> **Data for this task**:
## Begin

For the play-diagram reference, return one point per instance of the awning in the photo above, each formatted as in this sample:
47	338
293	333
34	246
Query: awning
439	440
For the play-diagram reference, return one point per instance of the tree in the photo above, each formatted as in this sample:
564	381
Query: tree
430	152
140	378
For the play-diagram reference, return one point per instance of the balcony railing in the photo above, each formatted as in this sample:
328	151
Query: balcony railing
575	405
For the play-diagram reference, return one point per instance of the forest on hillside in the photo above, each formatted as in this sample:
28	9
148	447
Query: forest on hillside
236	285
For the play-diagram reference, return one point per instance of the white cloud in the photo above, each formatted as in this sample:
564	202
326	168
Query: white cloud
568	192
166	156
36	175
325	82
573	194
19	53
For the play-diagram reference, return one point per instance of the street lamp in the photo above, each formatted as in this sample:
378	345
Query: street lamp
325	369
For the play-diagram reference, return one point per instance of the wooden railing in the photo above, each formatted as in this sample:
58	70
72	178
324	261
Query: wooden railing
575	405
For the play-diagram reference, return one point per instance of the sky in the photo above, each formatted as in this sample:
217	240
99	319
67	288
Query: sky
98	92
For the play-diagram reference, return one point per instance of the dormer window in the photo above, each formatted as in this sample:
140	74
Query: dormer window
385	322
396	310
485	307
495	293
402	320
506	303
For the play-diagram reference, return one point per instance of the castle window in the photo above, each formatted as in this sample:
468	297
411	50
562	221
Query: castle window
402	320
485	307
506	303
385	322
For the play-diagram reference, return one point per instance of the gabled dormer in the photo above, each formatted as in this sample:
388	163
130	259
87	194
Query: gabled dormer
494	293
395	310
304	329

## End

> **Directions**:
Convert every line of the data above into a numbered list, one line per item, and omit any blank lines.

> **Reply to the task**:
1. For the play-diagram reference, return one point per instance of the awning in the photo above, each formatted as in this sample:
2. 47	338
3. 293	333
4. 34	246
5. Query: awning
6. 439	440
7. For the play-diagram reference, return one point per instance of the tree in the photo above, each formatted as in this sample:
8. 564	381
9. Query: tree
10. 430	152
11. 140	378
12. For the play-diagram reference, return one point per instance of the balcony railing in the photo above, each formatted as in this sample:
13. 328	151
14. Query: balcony railing
15. 575	405
16. For the play-diagram reference, return one point per instance of the forest on hillside in the photo above, each formatted as in this sample:
17. 28	9
18. 148	447
19. Query: forest on hillside
20. 236	285
21. For the play-diagram reference, return one point per instance of the white cloud in the photo above, each formatted as in this sample:
22. 564	202
23. 326	168
24. Query: white cloud
25. 568	192
26. 166	156
27. 36	175
28. 325	82
29. 573	194
30. 19	53
31. For the play-diagram reference, return one point per instance of the street lamp in the photo above, each formatted as in this sample:
32. 378	345
33. Query: street lamp
34. 325	369
35. For the play-diagram reference, return one point per instance of the wooden railing in the photo above, each formatted as in this sample:
36. 58	70
37. 72	178
38. 324	261
39. Query: wooden railing
40. 575	405
41. For the play-diagram reference, return one point per instance of the sky in the photo above, each formatted as in this sample:
42. 217	240
43. 99	319
44. 67	288
45. Query: sky
46. 98	92
47. For the play-diagram reference, return one point per instance of the dormer window in the photo above, each formatted as in this sample:
48. 140	74
49. Query: dormer window
50. 385	322
51. 396	310
52. 485	307
53. 495	293
54. 402	320
55. 506	303
56. For the play-diagram reference, return one point per instance of the castle window in the photo above, each formatted as in this sample:
57. 468	297
58. 411	50
59. 562	221
60. Query: castle window
61. 402	320
62. 485	307
63. 506	303
64. 385	322
65. For the play-diagram reference, return one point per instance of the gabled dormer in the photo above, each formatted as in this sample:
66. 388	163
67. 130	259
68. 87	194
69. Query: gabled dormer
70. 494	293
71. 395	310
72. 304	329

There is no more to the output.